1938, gare de Reading. James Reid rencontre Donald qu’il a connu au lycée deux ans plus tôt. James a suivi depuis des cours de gestion et de comptabilité. Quant à Donald, il fait de la politique et il a vite fait d’arracher son ancien camarade à ses parents, à sa routine, pour l’emmener à l’université d’été des Jeunes socialistes. Aux débats sur le pacifisme, James prend conscience des silences de son père : « Le père de James, un rescapé des tranchées, blessé à la bataille de la Somme, était de ceux qui n’ouvraient jamais la bouche. » Doris Lessing a publié Un enfant de l’amour
(A love Child)
en 2003. Son père était lui-même un mutilé de la grande guerre.

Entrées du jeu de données
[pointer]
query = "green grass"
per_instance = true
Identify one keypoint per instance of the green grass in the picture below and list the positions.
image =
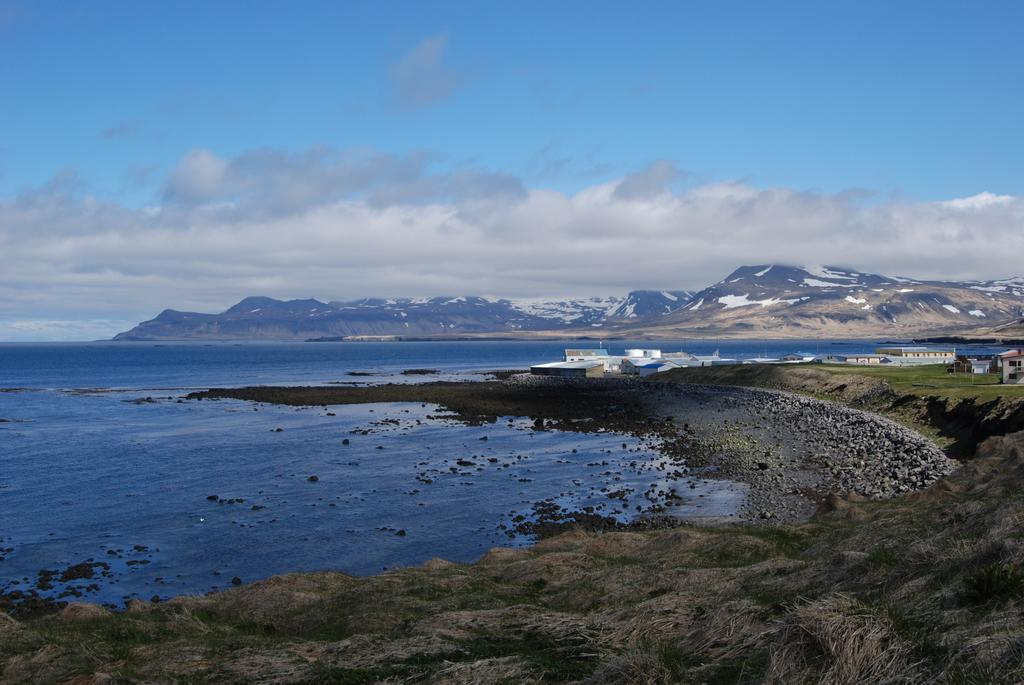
(932, 379)
(993, 583)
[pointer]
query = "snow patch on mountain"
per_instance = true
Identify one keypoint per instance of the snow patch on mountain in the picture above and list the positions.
(733, 301)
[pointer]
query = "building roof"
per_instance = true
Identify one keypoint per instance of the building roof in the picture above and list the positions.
(568, 365)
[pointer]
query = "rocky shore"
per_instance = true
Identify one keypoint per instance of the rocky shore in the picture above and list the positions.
(792, 452)
(926, 588)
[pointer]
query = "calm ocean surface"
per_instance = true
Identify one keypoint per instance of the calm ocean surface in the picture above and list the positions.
(89, 474)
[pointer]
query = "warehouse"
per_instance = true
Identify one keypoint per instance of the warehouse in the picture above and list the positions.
(911, 355)
(593, 369)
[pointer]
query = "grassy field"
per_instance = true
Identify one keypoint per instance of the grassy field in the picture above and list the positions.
(933, 380)
(928, 380)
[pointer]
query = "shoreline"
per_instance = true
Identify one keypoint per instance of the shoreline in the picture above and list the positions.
(726, 432)
(686, 604)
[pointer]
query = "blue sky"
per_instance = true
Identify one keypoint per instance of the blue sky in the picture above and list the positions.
(891, 97)
(187, 155)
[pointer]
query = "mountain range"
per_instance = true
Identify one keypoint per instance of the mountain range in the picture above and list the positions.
(767, 300)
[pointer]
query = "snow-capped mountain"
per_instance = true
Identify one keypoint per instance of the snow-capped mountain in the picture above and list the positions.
(775, 299)
(648, 303)
(768, 300)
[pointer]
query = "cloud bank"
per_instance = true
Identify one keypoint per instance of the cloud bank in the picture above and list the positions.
(338, 224)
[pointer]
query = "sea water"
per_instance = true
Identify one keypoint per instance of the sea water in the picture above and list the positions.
(103, 461)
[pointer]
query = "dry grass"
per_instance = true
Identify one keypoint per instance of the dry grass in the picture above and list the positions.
(838, 640)
(868, 592)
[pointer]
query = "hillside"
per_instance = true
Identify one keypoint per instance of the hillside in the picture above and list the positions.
(768, 300)
(787, 301)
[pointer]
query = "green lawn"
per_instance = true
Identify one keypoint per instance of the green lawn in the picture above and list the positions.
(932, 380)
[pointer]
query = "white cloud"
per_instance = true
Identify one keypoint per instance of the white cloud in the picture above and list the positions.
(421, 78)
(344, 224)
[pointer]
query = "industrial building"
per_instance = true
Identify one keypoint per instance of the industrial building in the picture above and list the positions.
(594, 369)
(903, 356)
(635, 361)
(1012, 366)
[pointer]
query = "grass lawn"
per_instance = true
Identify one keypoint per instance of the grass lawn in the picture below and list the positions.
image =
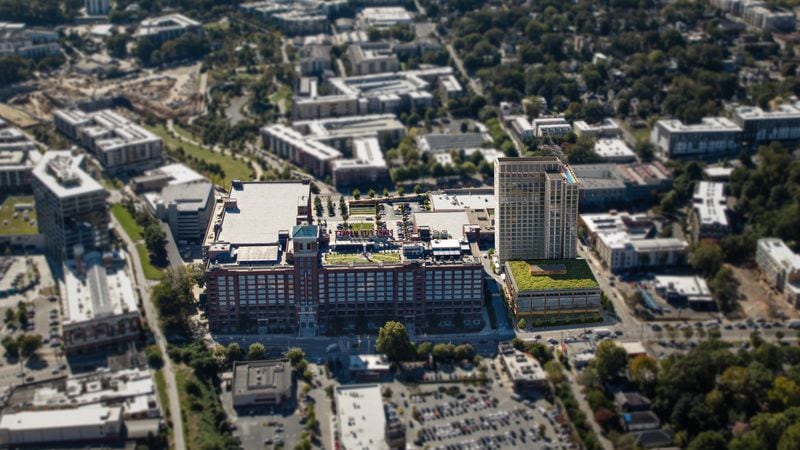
(233, 168)
(201, 410)
(362, 211)
(578, 275)
(16, 224)
(358, 258)
(151, 272)
(163, 398)
(127, 221)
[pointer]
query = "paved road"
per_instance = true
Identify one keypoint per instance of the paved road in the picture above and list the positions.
(155, 327)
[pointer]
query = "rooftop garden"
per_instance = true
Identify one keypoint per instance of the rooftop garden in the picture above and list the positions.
(17, 222)
(360, 258)
(577, 275)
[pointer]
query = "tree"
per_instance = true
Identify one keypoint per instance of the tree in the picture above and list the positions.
(609, 360)
(707, 257)
(256, 351)
(29, 344)
(234, 352)
(709, 440)
(424, 350)
(643, 370)
(11, 346)
(790, 439)
(393, 341)
(295, 356)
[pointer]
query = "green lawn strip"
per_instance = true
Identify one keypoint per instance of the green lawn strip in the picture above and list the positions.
(201, 410)
(10, 225)
(578, 275)
(161, 387)
(127, 221)
(151, 272)
(233, 168)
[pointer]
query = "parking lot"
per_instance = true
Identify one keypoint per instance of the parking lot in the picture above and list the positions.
(42, 317)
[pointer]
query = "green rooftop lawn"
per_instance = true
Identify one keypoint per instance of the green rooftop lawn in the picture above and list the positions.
(361, 226)
(234, 168)
(10, 225)
(358, 258)
(362, 210)
(578, 276)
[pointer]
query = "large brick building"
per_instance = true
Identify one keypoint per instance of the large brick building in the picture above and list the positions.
(271, 271)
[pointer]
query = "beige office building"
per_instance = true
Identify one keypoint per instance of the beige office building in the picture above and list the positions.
(537, 209)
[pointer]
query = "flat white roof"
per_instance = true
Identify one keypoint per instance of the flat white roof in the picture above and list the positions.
(451, 221)
(613, 148)
(97, 291)
(362, 422)
(60, 418)
(61, 172)
(263, 209)
(455, 202)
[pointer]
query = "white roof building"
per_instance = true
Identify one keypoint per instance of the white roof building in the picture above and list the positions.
(614, 150)
(360, 417)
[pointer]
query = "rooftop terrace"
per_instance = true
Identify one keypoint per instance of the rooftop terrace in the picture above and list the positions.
(546, 275)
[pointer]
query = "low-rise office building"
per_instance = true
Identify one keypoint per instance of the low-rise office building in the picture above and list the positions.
(99, 303)
(261, 383)
(551, 289)
(758, 125)
(18, 157)
(614, 151)
(551, 126)
(626, 242)
(71, 206)
(186, 208)
(781, 267)
(608, 128)
(289, 276)
(607, 186)
(315, 59)
(372, 57)
(364, 421)
(118, 143)
(166, 28)
(380, 93)
(59, 426)
(18, 39)
(709, 217)
(384, 17)
(713, 137)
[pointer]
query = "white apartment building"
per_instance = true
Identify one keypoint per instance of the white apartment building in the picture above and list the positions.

**OBJECTIF**
Relevez toutes les personnes que le document source désigne par leur nom.

**RÉPONSE CORRECTE**
James Reid, Donald, Doris Lessing